Suku Baduy belakangan menjadi perhatian publik usai Presiden Joko Widodo (Jokowi) memakai pakaian adatnya saat Sidang Tahunan MPR/DPR RI 2021 pada 16 Agustus lalu. Banyak yang berkomentar positif atas penampilan Presiden mengenakan baju adat suku Baduy, namun ada juga yang mengomentarinya dengan nada miring.
Asumsi Distrik melakukan perjalanan untuk mengunjungi tempat suku Baduy Dalam dan Baduy Luar yang tinggal di Banten, serta berbincang dengan tokoh-tokoh masyarakat setempat untuk menggali nilai-nilai sakral yang berlaku di sana, termasuk baju adat mereka.
Asal nama suku Baduy
Mengunjungi Kampung Gajeboh, Asumsi bertemu dengan Mulyono, pria yang lahir di Kampung Balimbing, Baduy Luar. Ia mengatakan Kampung Gajeboh merupakan ikon dari suku Baduy Luar. Rumah-rumah etnik beratapkan jerami menjadi tempat tinggal masyarakat adatnya.
“Ini salah satu ikon Baduy juga, kampung Gajeboh. Perjalanan kita, dari terminal Ciboleger sampai ke sini, kurang lebih sekitar 1,5 jam jalan kaki. Kalau untuk dilanjutkan perjalanan ke Baduy Dalam, masih perlu sekitar 3 sampai 4 jam dari sini,” jelas Mulyono.
Ia menerangkan secara keseluruhan ada 65 perkampungan suku Baduy. Tiga di antaranya merupakan perkampungan dari suku Baduy Dalam. Luas wilayah di Baduy, kata dia sekitar 50 ribu hektare.
“Tersebar Ada yang di wilayah sebelah barat, dekat dengan perbatasan desa tetangga. Dari barat, Bojongmanik. Utara, Ciboleger. Timur, Sobang. Selatannya, Cibaran. Itu yang membatasi,” terangnya.
Sarpin yang merupakan warga asli Desa Kanekes, suku Baduy Luar pun berbagi cerita soal budaya tempat tinggalnya. Oleh masyarakat setempat, dirinya dikenal sebagai perangkat desa yang bekerja di kantor desa yang tugasnya berurusan dengan data kependudukan di sana.

|---|

### [Daftar Tugas]
A - Tuliskan kembali bagian teks tentang suku Baduy tanpa perubahan, mulai dari kata-kata yang memuat "Asumsi Distrik melakukan" dan berhenti setelah "tinggal masyarakat adatnya.".
B - Menurut teks tentang suku Baduy, berapa jumlah seluruh perkampungan suku Baduy?
Catatan yang menyusul sesudah teks ini sama sekali tidak berperan di sini.

### [Materi Hasil Ekstraksi]
|---|

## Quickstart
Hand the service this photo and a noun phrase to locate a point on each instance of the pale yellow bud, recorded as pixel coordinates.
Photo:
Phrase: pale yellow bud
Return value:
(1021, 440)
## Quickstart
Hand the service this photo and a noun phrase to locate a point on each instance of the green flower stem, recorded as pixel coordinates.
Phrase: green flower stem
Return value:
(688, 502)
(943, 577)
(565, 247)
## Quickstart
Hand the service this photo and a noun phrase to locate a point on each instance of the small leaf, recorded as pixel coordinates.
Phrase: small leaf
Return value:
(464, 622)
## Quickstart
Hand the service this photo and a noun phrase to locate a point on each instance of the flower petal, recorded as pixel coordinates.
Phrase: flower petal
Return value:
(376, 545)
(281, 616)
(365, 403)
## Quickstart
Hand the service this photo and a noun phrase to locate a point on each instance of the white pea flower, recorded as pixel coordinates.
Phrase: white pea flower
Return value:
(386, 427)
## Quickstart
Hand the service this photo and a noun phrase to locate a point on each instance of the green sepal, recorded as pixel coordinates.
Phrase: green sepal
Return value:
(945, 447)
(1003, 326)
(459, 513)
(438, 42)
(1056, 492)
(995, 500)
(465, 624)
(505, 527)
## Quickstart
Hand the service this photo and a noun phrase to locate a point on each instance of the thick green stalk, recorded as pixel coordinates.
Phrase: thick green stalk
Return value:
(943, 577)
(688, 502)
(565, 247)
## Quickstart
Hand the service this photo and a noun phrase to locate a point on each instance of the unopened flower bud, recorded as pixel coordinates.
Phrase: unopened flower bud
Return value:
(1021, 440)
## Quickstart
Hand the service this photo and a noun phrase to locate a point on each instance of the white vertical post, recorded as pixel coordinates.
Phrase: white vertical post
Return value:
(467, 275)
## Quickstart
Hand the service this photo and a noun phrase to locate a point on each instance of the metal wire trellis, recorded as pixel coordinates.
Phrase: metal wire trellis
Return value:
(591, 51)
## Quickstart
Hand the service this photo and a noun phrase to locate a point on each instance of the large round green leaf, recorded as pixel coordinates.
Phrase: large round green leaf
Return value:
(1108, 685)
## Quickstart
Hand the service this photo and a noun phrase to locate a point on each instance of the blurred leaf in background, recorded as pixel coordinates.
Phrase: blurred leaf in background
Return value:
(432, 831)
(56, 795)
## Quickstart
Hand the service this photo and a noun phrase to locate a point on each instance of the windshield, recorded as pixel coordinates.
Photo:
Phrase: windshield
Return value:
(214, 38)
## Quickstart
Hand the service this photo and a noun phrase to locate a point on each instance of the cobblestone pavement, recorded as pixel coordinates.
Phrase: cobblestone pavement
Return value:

|---|

### [Jawaban Tiap Tugas]
A -
Asumsi Distrik melakukan perjalanan untuk mengunjungi tempat suku Baduy Dalam dan Baduy Luar yang tinggal di Banten, serta berbincang dengan tokoh-tokoh masyarakat setempat untuk menggali nilai-nilai sakral yang berlaku di sana, termasuk baju adat mereka.
Asal nama suku Baduy
Mengunjungi Kampung Gajeboh, Asumsi bertemu dengan Mulyono, pria yang lahir di Kampung Balimbing, Baduy Luar. Ia mengatakan Kampung Gajeboh merupakan ikon dari suku Baduy Luar. Rumah-rumah etnik beratapkan jerami menjadi tempat tinggal masyarakat adatnya.

B - Secara keseluruhan ada 65 perkampungan suku Baduy.